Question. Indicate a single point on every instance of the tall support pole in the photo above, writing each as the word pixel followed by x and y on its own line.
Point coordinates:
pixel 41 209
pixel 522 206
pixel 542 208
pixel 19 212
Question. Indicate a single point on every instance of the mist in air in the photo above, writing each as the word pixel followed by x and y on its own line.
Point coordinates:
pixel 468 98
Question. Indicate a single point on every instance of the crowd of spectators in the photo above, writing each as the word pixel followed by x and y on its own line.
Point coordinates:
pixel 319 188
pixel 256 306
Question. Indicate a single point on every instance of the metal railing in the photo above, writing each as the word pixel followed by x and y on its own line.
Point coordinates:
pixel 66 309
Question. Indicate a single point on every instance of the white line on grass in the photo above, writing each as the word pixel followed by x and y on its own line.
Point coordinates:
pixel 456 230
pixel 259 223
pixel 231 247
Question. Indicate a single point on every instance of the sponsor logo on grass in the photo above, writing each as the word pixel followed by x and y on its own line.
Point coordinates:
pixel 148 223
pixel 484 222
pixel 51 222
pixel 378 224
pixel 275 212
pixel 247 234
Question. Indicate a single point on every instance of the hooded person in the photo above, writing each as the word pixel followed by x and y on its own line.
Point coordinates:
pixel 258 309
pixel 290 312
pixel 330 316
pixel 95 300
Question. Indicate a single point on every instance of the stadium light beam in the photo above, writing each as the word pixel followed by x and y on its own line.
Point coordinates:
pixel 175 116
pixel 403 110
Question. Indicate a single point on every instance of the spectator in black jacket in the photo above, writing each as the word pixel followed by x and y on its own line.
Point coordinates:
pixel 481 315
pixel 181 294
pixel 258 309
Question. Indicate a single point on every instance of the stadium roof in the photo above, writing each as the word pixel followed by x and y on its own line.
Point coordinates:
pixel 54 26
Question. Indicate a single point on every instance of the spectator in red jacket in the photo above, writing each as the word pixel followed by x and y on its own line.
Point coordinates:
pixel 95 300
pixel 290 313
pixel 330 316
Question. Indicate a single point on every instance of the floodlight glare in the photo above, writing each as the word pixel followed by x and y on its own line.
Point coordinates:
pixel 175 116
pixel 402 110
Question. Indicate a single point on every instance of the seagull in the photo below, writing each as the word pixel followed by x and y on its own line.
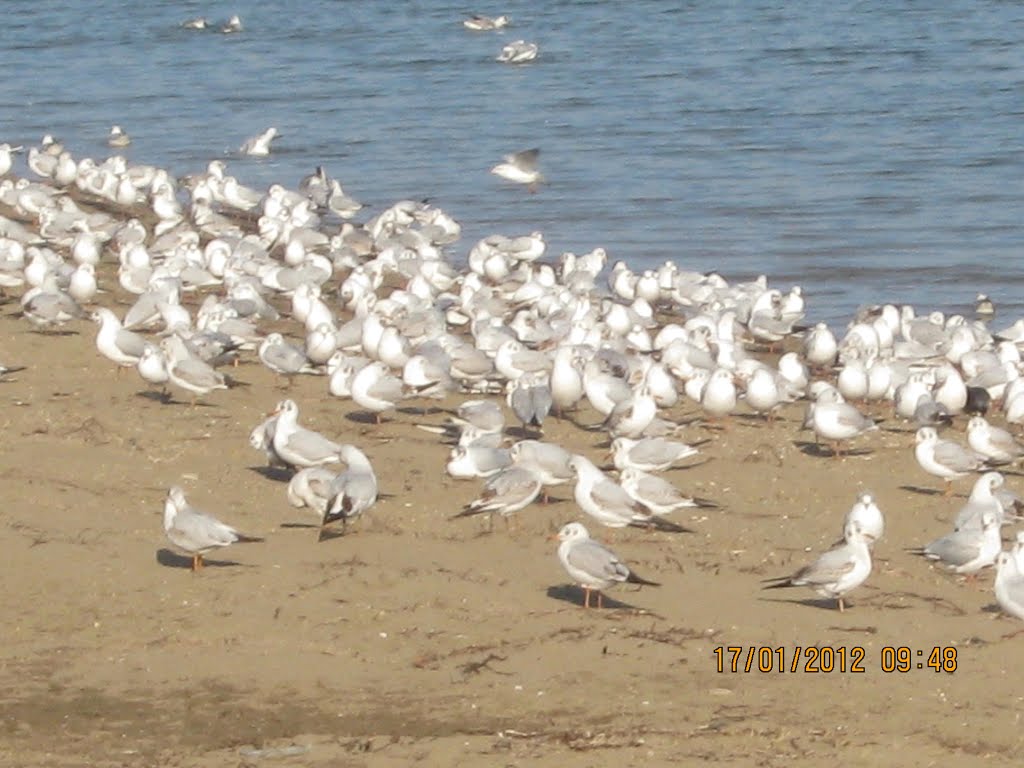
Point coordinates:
pixel 609 504
pixel 153 368
pixel 4 370
pixel 353 491
pixel 984 307
pixel 867 516
pixel 944 459
pixel 259 145
pixel 648 454
pixel 592 565
pixel 656 494
pixel 837 571
pixel 376 389
pixel 547 460
pixel 968 550
pixel 231 25
pixel 118 137
pixel 115 343
pixel 195 531
pixel 484 415
pixel 474 460
pixel 298 446
pixel 188 372
pixel 284 358
pixel 518 51
pixel 836 422
pixel 520 168
pixel 310 487
pixel 1009 585
pixel 995 443
pixel 529 398
pixel 506 493
pixel 983 500
pixel 485 24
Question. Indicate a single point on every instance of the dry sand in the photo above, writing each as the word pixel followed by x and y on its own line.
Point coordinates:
pixel 422 638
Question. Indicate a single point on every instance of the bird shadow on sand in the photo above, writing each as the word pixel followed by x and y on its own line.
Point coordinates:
pixel 168 399
pixel 364 417
pixel 522 433
pixel 821 452
pixel 161 397
pixel 418 411
pixel 568 593
pixel 821 603
pixel 173 560
pixel 278 474
pixel 921 489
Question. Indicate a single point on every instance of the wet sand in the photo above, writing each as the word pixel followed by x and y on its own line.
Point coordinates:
pixel 421 638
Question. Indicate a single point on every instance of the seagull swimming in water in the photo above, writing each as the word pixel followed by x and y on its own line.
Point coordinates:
pixel 477 23
pixel 118 137
pixel 521 168
pixel 259 146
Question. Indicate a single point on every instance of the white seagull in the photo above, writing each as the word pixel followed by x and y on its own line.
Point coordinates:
pixel 592 565
pixel 837 571
pixel 197 532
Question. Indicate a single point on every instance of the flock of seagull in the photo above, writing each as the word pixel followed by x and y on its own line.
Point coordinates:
pixel 379 310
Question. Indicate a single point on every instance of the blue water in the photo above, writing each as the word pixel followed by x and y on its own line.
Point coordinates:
pixel 867 151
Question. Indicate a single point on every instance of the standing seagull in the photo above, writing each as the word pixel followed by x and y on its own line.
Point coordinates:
pixel 520 168
pixel 591 565
pixel 352 492
pixel 195 531
pixel 944 459
pixel 115 343
pixel 838 571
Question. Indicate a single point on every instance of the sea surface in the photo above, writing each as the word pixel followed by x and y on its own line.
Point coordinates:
pixel 866 151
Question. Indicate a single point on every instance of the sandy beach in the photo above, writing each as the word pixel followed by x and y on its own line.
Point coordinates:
pixel 421 638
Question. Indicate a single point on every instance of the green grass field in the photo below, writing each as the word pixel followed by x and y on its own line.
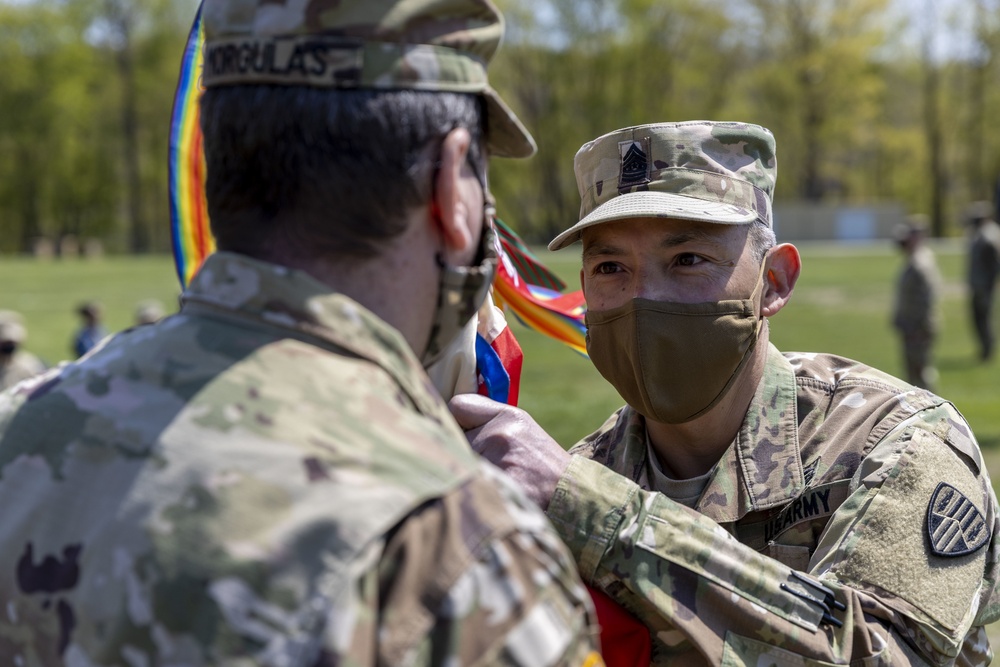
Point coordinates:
pixel 841 305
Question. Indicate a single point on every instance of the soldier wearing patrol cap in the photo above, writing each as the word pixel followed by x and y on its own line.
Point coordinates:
pixel 750 506
pixel 268 477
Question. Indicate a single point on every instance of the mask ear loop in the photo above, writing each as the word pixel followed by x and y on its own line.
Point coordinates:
pixel 756 291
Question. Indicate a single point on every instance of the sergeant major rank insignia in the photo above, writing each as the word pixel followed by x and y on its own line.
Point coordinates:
pixel 954 525
pixel 635 164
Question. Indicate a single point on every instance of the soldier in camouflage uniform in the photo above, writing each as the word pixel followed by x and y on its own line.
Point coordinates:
pixel 984 268
pixel 751 507
pixel 915 314
pixel 268 478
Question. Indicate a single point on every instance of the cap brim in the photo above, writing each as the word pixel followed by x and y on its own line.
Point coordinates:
pixel 507 137
pixel 655 205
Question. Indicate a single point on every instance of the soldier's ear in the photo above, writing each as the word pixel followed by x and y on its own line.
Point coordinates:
pixel 450 209
pixel 781 272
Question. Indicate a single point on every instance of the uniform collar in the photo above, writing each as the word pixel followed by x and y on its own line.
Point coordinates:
pixel 763 466
pixel 299 306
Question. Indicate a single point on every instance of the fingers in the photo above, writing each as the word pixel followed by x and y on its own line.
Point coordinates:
pixel 472 411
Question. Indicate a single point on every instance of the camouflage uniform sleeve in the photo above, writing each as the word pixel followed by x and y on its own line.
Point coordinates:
pixel 476 577
pixel 874 591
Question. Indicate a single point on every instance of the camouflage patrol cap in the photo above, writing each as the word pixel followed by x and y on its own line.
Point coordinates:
pixel 433 45
pixel 697 170
pixel 11 327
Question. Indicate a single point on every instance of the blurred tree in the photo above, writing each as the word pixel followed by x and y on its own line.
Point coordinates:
pixel 814 81
pixel 576 69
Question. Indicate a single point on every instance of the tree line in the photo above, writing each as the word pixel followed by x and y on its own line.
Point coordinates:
pixel 867 104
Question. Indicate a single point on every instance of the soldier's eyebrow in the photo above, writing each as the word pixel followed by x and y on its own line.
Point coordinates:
pixel 602 249
pixel 688 236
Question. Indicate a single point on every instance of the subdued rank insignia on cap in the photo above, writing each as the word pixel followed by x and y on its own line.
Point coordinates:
pixel 635 164
pixel 954 525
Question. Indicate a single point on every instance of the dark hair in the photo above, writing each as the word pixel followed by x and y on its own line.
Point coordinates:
pixel 324 173
pixel 761 239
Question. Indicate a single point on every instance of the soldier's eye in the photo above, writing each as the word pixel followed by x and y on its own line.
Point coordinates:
pixel 688 259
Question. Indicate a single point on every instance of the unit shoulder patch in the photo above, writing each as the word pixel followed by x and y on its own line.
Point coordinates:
pixel 955 525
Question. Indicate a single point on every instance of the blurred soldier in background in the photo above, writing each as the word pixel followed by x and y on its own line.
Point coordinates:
pixel 16 364
pixel 148 312
pixel 915 311
pixel 91 330
pixel 751 507
pixel 268 477
pixel 984 265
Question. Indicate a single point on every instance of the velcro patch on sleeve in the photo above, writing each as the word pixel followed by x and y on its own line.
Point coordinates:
pixel 890 550
pixel 955 525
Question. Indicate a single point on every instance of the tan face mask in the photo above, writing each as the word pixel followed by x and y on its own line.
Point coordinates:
pixel 673 362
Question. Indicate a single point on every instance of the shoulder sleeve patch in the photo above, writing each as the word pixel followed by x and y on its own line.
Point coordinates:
pixel 955 525
pixel 888 549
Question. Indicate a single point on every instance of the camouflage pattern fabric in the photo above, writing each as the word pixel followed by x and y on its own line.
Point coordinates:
pixel 21 366
pixel 371 44
pixel 266 479
pixel 841 477
pixel 915 314
pixel 718 172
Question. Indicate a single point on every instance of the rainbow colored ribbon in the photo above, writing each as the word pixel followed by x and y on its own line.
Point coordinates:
pixel 189 230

_ _ _ _ _ _ _

(What the task requires): Return, from the data, each line that has the word "patch" in it.

(Answer to the problem):
Question. Indicate a single point on every instance of the unit shoulder patch in the photo above, writing each as the word pixel followed by x and y on its own line.
Question. Indicate a single point on every instance of the velcro patch on sleeve in the photo above, writing each as the word pixel followed by x and y on its own line.
Question. Indicate a single point on every instance of the shoulder sleeve patch in the photo above, writing each as the word pixel followed by x and y on its own line.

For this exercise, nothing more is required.